**** The data

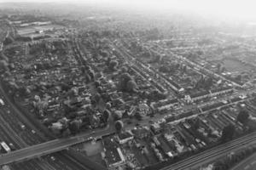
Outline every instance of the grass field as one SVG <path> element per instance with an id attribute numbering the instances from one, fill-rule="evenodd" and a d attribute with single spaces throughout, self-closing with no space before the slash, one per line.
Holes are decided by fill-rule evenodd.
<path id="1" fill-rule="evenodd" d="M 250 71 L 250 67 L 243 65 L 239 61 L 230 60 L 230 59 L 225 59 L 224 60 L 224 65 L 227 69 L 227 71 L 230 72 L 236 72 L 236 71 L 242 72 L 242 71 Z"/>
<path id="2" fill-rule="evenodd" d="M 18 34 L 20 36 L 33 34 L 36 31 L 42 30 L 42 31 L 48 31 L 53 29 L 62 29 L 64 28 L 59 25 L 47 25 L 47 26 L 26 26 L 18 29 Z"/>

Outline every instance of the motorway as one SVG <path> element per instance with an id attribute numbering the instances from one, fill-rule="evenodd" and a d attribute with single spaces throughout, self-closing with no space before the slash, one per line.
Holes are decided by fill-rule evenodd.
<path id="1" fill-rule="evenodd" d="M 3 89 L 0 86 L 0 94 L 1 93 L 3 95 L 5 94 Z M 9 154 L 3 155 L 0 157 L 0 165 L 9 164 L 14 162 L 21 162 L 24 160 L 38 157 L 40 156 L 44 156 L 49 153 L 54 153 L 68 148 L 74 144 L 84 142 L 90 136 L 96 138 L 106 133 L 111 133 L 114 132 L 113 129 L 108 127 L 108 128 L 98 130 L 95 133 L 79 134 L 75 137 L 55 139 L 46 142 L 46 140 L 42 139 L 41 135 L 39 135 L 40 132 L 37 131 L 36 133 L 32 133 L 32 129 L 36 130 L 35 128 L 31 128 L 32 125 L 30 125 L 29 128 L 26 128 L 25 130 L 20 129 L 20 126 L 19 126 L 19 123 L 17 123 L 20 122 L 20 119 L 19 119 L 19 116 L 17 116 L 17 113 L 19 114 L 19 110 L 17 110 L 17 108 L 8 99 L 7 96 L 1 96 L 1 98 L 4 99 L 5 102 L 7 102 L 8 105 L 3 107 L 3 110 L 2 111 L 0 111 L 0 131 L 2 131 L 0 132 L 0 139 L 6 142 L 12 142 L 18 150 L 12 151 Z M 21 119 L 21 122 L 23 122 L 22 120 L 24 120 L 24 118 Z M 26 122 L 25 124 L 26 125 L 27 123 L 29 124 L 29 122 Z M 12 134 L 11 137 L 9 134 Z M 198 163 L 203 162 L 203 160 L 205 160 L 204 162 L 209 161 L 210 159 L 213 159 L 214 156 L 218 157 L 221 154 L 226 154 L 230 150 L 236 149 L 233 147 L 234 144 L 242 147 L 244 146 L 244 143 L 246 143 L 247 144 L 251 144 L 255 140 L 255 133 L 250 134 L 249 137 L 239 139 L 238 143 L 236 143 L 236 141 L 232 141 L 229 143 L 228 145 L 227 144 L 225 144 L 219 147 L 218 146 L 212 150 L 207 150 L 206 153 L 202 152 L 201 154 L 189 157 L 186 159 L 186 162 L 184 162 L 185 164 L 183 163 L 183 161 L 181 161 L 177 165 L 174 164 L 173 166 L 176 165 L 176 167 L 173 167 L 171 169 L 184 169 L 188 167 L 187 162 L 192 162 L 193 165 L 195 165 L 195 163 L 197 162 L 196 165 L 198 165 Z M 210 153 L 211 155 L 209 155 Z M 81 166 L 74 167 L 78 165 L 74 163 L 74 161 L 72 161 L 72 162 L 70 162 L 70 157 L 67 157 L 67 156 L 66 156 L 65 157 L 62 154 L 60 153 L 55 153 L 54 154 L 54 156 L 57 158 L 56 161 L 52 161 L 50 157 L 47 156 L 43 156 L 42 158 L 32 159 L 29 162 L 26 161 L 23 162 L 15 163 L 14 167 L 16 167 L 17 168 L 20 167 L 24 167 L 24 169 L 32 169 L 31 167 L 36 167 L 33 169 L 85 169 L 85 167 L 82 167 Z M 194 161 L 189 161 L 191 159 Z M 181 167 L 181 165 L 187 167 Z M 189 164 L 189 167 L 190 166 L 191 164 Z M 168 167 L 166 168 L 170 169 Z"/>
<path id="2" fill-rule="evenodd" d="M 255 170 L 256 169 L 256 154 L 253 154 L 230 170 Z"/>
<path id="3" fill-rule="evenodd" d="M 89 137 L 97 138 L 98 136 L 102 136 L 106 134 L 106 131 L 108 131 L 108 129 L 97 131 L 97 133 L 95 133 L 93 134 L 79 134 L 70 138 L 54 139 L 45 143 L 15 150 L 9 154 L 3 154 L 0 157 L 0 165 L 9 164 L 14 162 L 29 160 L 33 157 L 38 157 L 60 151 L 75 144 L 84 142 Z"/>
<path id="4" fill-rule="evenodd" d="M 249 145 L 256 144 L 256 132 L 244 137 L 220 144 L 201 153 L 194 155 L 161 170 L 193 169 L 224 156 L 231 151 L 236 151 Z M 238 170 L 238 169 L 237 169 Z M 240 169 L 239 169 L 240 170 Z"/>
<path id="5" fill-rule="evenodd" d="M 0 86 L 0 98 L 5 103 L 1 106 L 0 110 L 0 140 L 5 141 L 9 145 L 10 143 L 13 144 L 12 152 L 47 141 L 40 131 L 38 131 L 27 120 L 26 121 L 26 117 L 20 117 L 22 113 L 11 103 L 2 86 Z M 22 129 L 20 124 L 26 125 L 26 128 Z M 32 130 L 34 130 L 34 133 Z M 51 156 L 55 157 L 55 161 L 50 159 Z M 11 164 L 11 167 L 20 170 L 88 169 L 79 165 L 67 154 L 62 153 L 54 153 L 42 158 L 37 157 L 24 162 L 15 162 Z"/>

********

* Instruction: Transcribe every line of the records above without any changes, and leave the pictures out of your answer.

* Response to this task:
Outline every instance of the grass field as one SVG <path> element per instance with an id attribute numbering the instances from one, fill-rule="evenodd" and a d attribute with single spaces throughout, self-closing with no space before the slash, one per line.
Holes are decided by fill-rule evenodd.
<path id="1" fill-rule="evenodd" d="M 250 71 L 250 67 L 243 65 L 239 61 L 230 60 L 230 59 L 225 59 L 224 60 L 224 65 L 227 69 L 227 71 L 230 72 L 236 72 L 236 71 L 242 72 L 242 71 Z"/>
<path id="2" fill-rule="evenodd" d="M 18 34 L 20 36 L 33 34 L 36 31 L 42 30 L 42 31 L 48 31 L 53 29 L 62 29 L 64 28 L 59 25 L 47 25 L 47 26 L 26 26 L 18 29 Z"/>

Outline every instance of the motorway as one SVG <path> element per instance with an id attribute numbering the instances from one, fill-rule="evenodd" and a d attribute with single spaces throughout, self-closing with no space before the slash, one per line.
Holes are decided by fill-rule evenodd.
<path id="1" fill-rule="evenodd" d="M 3 89 L 0 86 L 0 94 L 1 93 L 3 95 L 5 94 Z M 9 154 L 3 155 L 0 157 L 0 165 L 9 164 L 14 162 L 21 162 L 24 160 L 38 157 L 40 156 L 44 156 L 49 153 L 54 153 L 68 148 L 74 144 L 84 142 L 90 136 L 96 138 L 106 133 L 111 133 L 114 132 L 113 129 L 108 127 L 108 128 L 98 130 L 95 133 L 79 134 L 75 137 L 55 139 L 46 142 L 46 140 L 42 139 L 41 135 L 39 135 L 40 132 L 37 131 L 36 133 L 32 133 L 32 129 L 36 130 L 35 128 L 31 128 L 32 125 L 30 125 L 29 128 L 26 128 L 25 130 L 20 129 L 20 126 L 19 126 L 19 123 L 17 123 L 20 122 L 20 119 L 19 119 L 19 116 L 17 116 L 17 113 L 19 114 L 19 110 L 17 110 L 17 108 L 8 99 L 7 96 L 1 96 L 1 98 L 4 99 L 5 102 L 7 102 L 8 105 L 3 107 L 3 110 L 2 111 L 0 111 L 0 131 L 2 131 L 0 132 L 0 139 L 6 142 L 12 142 L 18 150 L 12 151 Z M 21 119 L 21 122 L 23 122 L 22 120 L 24 120 L 24 118 Z M 26 122 L 25 124 L 26 125 L 27 123 L 29 124 L 29 122 Z M 12 134 L 11 137 L 9 134 Z M 198 163 L 203 162 L 203 160 L 205 160 L 204 162 L 209 161 L 210 159 L 213 159 L 214 156 L 218 157 L 221 154 L 226 154 L 230 150 L 236 149 L 233 147 L 234 144 L 242 147 L 244 146 L 244 143 L 246 143 L 247 144 L 251 144 L 255 140 L 255 133 L 250 134 L 249 137 L 239 139 L 238 143 L 236 143 L 236 141 L 232 141 L 229 143 L 228 145 L 227 144 L 225 144 L 219 147 L 218 146 L 212 150 L 207 150 L 206 153 L 202 152 L 201 154 L 189 157 L 186 159 L 186 162 L 184 162 L 185 164 L 183 163 L 183 161 L 181 161 L 177 165 L 174 164 L 173 166 L 176 165 L 176 167 L 173 167 L 171 169 L 184 169 L 188 167 L 187 162 L 192 162 L 193 165 L 195 165 L 195 163 L 197 162 L 196 165 L 198 165 Z M 210 153 L 211 155 L 209 155 Z M 81 166 L 74 167 L 78 165 L 74 163 L 74 161 L 72 161 L 72 162 L 70 162 L 70 157 L 67 157 L 67 156 L 66 156 L 65 157 L 62 154 L 60 153 L 55 153 L 54 154 L 54 156 L 57 158 L 56 161 L 52 161 L 50 157 L 47 156 L 43 156 L 42 158 L 32 159 L 29 162 L 26 161 L 23 162 L 15 163 L 14 167 L 16 167 L 17 168 L 20 167 L 24 167 L 24 169 L 32 169 L 31 167 L 36 167 L 33 169 L 85 169 L 85 167 L 82 167 Z M 194 161 L 189 161 L 191 159 Z M 181 167 L 181 165 L 187 167 Z M 189 164 L 189 167 L 190 166 L 191 164 Z M 168 167 L 166 168 L 170 169 Z"/>
<path id="2" fill-rule="evenodd" d="M 255 170 L 256 169 L 256 154 L 253 154 L 230 170 Z"/>
<path id="3" fill-rule="evenodd" d="M 89 137 L 97 138 L 98 136 L 102 136 L 106 134 L 106 131 L 108 131 L 108 129 L 97 131 L 97 133 L 95 133 L 93 134 L 79 134 L 70 138 L 54 139 L 45 143 L 15 150 L 9 154 L 3 154 L 0 157 L 0 165 L 9 164 L 14 162 L 29 160 L 33 157 L 38 157 L 60 151 L 75 144 L 84 142 Z"/>
<path id="4" fill-rule="evenodd" d="M 249 145 L 256 144 L 256 132 L 244 137 L 220 144 L 201 153 L 194 155 L 161 170 L 193 169 L 224 156 L 231 151 L 236 151 Z M 238 170 L 238 169 L 237 169 Z M 240 169 L 239 169 L 240 170 Z"/>
<path id="5" fill-rule="evenodd" d="M 0 86 L 0 98 L 5 103 L 1 106 L 0 110 L 0 140 L 5 141 L 9 145 L 10 143 L 13 144 L 12 152 L 47 141 L 40 131 L 38 131 L 27 120 L 26 121 L 26 117 L 20 117 L 22 113 L 11 103 L 2 86 Z M 22 129 L 20 124 L 26 125 L 26 128 Z M 32 130 L 34 130 L 34 133 Z M 51 156 L 55 157 L 55 161 L 50 159 Z M 11 164 L 11 167 L 20 170 L 88 169 L 79 165 L 67 154 L 62 153 L 54 153 L 42 158 L 37 157 L 24 162 L 15 162 Z"/>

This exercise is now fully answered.